→ **Given entries**

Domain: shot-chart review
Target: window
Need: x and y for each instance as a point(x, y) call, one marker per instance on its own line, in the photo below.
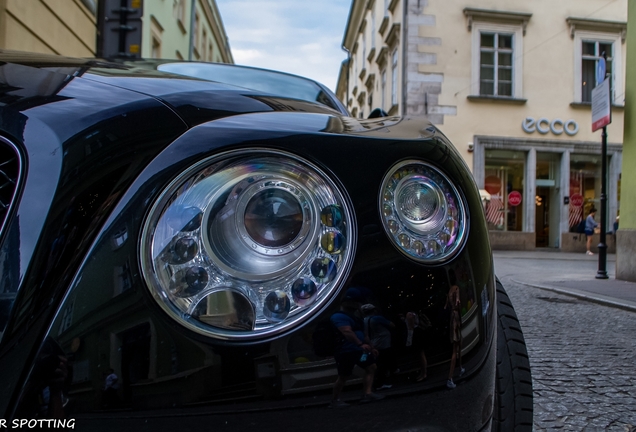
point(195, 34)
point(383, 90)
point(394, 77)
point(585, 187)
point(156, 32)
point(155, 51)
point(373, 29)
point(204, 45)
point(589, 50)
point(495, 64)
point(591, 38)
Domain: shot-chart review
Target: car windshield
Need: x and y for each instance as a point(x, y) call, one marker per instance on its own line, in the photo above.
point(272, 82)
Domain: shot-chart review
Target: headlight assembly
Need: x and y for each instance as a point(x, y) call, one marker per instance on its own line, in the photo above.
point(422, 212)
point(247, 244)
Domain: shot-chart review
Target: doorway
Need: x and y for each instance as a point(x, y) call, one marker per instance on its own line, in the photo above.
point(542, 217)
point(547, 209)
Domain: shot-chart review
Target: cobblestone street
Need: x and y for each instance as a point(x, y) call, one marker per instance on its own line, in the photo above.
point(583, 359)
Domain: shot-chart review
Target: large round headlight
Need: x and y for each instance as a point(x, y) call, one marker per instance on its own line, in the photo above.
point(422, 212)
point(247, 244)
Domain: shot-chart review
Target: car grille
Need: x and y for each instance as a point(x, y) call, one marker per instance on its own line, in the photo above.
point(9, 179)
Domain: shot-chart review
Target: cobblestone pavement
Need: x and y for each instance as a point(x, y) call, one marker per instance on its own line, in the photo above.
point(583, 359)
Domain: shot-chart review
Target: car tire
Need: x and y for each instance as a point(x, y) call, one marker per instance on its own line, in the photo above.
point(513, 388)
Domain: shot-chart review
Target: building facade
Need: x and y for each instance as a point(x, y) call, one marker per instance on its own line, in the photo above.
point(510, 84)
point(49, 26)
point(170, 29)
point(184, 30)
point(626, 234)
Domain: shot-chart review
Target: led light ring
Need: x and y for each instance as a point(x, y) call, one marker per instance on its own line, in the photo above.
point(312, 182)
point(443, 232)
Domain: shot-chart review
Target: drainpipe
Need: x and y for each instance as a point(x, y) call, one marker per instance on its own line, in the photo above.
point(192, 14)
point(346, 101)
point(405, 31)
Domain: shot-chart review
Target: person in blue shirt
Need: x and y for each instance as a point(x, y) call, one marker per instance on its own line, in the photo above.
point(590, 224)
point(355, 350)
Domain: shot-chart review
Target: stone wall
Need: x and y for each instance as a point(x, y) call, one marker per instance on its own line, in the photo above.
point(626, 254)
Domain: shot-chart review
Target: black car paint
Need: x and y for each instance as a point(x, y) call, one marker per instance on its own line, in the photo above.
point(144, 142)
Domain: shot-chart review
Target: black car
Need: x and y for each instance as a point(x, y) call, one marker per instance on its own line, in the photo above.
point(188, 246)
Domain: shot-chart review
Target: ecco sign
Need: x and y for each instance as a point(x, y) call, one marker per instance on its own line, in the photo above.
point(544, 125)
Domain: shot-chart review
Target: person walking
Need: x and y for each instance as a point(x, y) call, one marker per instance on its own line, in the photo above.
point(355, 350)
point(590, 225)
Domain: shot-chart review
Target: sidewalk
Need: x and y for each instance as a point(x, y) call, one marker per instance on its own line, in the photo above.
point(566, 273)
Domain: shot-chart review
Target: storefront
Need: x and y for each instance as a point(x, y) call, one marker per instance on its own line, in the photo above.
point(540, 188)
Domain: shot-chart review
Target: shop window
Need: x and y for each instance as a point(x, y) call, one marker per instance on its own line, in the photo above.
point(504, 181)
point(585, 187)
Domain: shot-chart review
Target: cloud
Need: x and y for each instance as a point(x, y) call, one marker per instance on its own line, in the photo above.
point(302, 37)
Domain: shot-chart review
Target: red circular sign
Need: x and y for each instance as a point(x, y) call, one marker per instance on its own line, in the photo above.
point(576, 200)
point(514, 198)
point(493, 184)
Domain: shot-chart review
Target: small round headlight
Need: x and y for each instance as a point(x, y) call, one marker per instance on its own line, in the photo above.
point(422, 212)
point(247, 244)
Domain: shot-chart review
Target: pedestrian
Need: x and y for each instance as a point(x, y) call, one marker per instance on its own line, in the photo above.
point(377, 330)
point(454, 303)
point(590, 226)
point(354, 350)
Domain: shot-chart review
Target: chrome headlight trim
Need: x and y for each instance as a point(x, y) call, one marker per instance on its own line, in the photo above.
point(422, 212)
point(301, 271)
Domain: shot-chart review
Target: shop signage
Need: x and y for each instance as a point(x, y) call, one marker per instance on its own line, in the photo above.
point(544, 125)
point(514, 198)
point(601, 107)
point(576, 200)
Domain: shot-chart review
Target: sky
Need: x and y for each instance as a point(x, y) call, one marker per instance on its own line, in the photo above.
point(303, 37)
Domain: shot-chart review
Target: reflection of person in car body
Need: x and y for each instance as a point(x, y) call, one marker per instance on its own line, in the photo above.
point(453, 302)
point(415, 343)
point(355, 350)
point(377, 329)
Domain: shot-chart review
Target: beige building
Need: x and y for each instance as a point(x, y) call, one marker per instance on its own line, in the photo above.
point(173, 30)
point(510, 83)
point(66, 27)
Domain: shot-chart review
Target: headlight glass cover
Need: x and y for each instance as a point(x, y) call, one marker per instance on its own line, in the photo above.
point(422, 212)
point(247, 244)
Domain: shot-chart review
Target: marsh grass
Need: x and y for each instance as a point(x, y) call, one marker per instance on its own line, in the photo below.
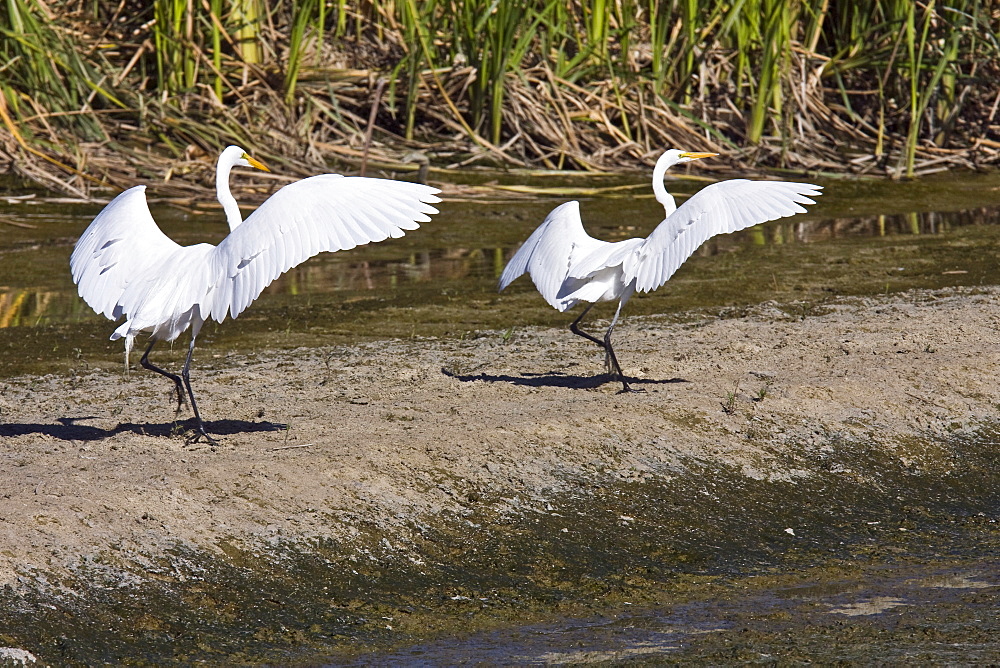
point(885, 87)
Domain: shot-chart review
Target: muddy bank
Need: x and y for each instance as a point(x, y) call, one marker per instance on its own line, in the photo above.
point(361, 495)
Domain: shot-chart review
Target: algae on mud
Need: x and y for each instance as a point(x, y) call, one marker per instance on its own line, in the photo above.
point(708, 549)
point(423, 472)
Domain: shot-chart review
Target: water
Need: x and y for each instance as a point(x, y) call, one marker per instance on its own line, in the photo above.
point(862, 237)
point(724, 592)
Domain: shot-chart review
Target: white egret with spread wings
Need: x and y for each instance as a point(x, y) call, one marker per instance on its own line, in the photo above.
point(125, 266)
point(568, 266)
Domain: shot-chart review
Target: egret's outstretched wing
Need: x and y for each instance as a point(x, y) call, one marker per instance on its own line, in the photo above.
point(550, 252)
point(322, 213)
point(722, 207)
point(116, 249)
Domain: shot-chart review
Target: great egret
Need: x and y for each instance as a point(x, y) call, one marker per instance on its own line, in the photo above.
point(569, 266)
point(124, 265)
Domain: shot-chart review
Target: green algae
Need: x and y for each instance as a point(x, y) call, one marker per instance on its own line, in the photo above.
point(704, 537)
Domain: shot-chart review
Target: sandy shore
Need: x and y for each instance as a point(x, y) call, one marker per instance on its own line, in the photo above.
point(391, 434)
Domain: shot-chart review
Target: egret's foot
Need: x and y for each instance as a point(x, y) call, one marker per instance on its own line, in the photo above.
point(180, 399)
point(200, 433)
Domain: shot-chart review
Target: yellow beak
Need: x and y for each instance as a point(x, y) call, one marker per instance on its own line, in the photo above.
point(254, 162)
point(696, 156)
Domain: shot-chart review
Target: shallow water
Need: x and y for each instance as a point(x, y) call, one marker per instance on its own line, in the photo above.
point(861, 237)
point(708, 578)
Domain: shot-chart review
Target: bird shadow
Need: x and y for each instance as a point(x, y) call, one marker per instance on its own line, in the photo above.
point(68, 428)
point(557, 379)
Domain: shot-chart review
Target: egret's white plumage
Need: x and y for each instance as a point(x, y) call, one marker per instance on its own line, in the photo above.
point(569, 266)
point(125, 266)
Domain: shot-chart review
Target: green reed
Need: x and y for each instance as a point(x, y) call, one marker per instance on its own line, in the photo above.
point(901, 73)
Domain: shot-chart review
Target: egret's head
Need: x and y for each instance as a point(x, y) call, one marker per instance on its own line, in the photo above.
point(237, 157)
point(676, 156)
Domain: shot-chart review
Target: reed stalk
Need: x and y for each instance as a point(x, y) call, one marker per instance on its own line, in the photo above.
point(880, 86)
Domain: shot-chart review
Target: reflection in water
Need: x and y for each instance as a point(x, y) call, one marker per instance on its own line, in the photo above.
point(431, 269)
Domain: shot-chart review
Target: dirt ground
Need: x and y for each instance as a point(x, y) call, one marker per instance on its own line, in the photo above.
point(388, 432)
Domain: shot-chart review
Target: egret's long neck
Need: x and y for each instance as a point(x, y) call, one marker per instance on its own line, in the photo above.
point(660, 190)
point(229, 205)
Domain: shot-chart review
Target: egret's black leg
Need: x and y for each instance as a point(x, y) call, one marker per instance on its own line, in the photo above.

→ **Exercise directions**
Convert every line from the first one through the line containing "point(547, 209)", both included, into a Markdown table with the columns Number and Line. Skip blank lines and leave the pictures out.

→ **Answer for this exercise**
| Number | Line |
|---|---|
| 1 | Domain: shot-chart review |
| 2 | Target: window |
| 3 | Need: x and y for each instance as a point(x, y) call, one marker per instance on its own line, in the photo below. |
| 4 | point(195, 34) |
| 5 | point(383, 90) |
| 6 | point(394, 77) |
| 7 | point(585, 187) |
| 8 | point(156, 32) |
| 9 | point(155, 51) |
| 10 | point(373, 29) |
| 11 | point(204, 45) |
| 12 | point(589, 50) |
| 13 | point(495, 64) |
| 14 | point(591, 38) |
| 15 | Domain: shot-chart review |
| 16 | Target: car windshield |
| 17 | Need: x and y for each instance as a point(x, y) call, one marker per instance on its own line, in the photo above. |
| 18 | point(272, 82) |
| 19 | Domain: shot-chart review |
| 20 | Target: headlight assembly |
| 21 | Need: x and y for each instance as a point(x, y) call, one marker per instance on its own line, in the photo above. |
| 22 | point(422, 212) |
| 23 | point(247, 244) |
| 24 | Domain: shot-chart review |
| 25 | Target: doorway |
| 26 | Need: x and y for each instance as a point(x, y) call, one marker per instance on its own line, in the photo above. |
| 27 | point(542, 217) |
| 28 | point(547, 209) |